→ **Materials provided**
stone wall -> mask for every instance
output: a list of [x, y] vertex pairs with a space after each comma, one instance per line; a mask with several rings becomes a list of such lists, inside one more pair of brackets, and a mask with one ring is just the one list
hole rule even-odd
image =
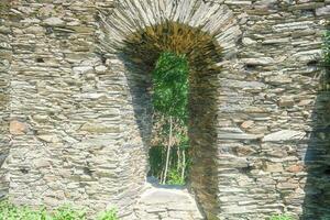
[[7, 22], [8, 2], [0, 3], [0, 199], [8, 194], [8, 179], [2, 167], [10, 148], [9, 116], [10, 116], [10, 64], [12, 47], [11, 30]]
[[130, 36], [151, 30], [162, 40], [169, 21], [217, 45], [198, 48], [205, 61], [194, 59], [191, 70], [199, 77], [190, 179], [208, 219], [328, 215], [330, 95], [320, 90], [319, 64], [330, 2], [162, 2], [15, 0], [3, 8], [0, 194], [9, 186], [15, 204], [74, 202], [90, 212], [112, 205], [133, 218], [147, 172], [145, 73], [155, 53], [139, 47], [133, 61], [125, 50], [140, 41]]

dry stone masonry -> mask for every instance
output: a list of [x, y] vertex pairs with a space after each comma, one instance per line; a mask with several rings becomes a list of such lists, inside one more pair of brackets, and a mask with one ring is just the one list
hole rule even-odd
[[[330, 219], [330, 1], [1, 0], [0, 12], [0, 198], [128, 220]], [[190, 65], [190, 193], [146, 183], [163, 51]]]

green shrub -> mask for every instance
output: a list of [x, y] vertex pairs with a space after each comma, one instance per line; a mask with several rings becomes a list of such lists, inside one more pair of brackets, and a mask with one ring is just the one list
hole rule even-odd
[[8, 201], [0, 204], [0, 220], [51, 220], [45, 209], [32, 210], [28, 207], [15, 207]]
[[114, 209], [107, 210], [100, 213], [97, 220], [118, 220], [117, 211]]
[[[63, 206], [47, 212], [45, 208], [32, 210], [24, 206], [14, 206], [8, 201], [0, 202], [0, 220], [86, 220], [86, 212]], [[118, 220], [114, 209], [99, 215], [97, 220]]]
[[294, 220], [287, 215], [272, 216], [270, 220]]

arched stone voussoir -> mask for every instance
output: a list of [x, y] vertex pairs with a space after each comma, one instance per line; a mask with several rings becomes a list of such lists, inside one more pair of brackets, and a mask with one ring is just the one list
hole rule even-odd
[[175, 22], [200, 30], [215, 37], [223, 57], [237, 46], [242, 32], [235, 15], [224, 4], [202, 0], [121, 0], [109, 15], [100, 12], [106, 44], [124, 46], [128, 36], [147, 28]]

...

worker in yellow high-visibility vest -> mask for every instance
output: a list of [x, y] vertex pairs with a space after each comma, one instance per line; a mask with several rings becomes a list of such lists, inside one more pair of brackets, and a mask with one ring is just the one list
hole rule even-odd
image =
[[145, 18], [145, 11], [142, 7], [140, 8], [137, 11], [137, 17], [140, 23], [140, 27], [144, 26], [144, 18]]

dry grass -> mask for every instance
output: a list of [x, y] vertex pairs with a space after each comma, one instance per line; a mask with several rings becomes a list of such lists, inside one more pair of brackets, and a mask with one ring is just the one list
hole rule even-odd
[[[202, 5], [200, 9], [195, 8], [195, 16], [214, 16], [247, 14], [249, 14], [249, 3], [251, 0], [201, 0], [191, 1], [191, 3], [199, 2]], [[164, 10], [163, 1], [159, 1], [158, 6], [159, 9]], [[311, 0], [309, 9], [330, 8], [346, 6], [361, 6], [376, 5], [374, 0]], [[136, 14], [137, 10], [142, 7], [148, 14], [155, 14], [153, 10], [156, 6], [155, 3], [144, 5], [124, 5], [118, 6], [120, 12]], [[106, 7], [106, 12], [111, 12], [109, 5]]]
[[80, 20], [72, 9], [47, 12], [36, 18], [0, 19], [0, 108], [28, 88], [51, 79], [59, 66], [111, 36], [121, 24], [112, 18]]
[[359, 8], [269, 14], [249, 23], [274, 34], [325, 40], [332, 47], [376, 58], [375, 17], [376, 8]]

--

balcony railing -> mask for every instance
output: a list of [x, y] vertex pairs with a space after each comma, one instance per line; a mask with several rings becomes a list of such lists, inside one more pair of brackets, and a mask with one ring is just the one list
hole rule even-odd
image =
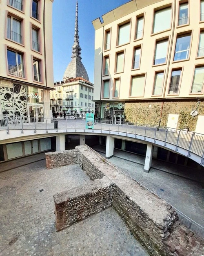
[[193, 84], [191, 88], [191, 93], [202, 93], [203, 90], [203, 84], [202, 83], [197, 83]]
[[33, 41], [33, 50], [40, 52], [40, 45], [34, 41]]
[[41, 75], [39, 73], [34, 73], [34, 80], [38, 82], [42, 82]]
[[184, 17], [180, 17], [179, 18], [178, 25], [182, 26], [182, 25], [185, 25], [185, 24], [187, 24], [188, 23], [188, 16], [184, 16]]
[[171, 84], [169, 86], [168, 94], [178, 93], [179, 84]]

→ **Task brief**
Could you update the stretch of data from the line containing "balcony railing -> mask for every instance" through the line containing "[[171, 84], [169, 86], [168, 94], [178, 93], [179, 84]]" so that "balcony railing" becomes "porch railing" and everything else stays the same? Leave the pictures out of your answer.

→ **Solution to the problem**
porch railing -> mask for every instance
output: a list of [x, y] vertex pairs with a space after each comma, one instance per line; a mask with several rings becomes a list of such lists, inside one more pair of brackets, and a mask with one ring is just the one list
hole rule even-odd
image =
[[193, 84], [191, 88], [191, 93], [202, 93], [203, 90], [203, 84], [202, 83], [197, 83]]
[[33, 41], [33, 50], [40, 52], [40, 45], [34, 41]]
[[41, 75], [39, 73], [34, 73], [34, 80], [38, 82], [42, 82]]
[[184, 17], [180, 17], [179, 18], [178, 25], [182, 26], [182, 25], [185, 25], [185, 24], [187, 24], [188, 23], [188, 16], [184, 16]]
[[171, 84], [169, 86], [168, 94], [178, 93], [179, 84]]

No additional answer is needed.